Exercício proposto A ▸
No trecho sobre a Quaresma e a conversão, que sinal imposto pela Igreja evoca a penitência exigida pelos nossos pecados?
Exercício proposto B ▸
Prossiga o trecho sobre a Quaresma e a conversão, começando logo depois da última frase apresentada.

Trecho apresentado ▸
--- --- ---
Nessa linha, neste primeiro dia da Quaresma, proponho-me meditar convosco sobre a relação que há entre a evangelização e a conversão.
“Convertei-vos e acreditai no Evangelho” é o desafio que a Igreja lança, a cada um de nós, ao impor-nos as cinzas, sinal que evoca a penitência exigida pelos nossos pecados e a humildade de quem escuta a palavra de esperança, a boa-nova da salvação. Segundo o Evangelista São Marcos, esse é o sentido do início da proclamação do Evangelho do Reino, pelo próprio Jesus desde o início do seu ministério profético: “Completou-se o tempo e o Reino de Deus está próximo: arrependei-vos e acreditai na Boa-Nova” (Mc. 1,15). Já no Antigo Testamento toda a pregação profética visava a conversão dos corações ao Deus da Aliança, abrindo-se ao dinamismo da sua misericórdia: “Convertei-vos a Mim de todo o coração… Convertei-vos ao Senhor Nosso Deus, porque Ele é clemente e compassivo, paciente e misericordioso” (Joel 2,12-13).
--- --- ---
Dados fornecidos ▸
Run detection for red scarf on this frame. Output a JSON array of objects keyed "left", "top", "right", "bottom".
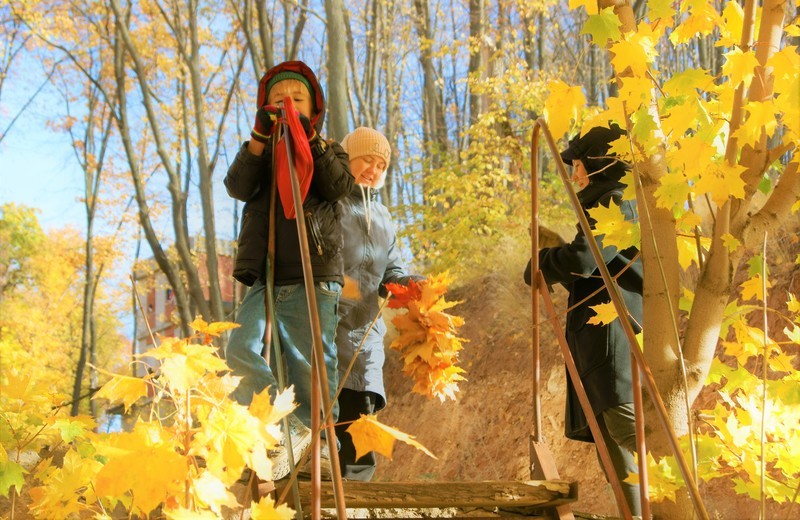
--- --- ---
Resposta escrita A ▸
As cinzas.

Resposta escrita B ▸
É esta relação existente entre a proclamação da Palavra de Deus e a conversão que torna urgente a evangelização. A verdadeira urgência de Deus, do seu Filho Jesus Cristo e da Igreja seu Povo, é o convite à conversão, porque só ela provocará aquela mudança do coração que abre os homens à vida, semeia neles a esperança, os torna capazes de rezar e de amar. A Igreja não evangeliza apenas como uma qualquer instituição que precisa de divulgar a sua doutrina. Só a salvação é urgente, só essa urgência impele a Igreja para a inquietação do Evangelho.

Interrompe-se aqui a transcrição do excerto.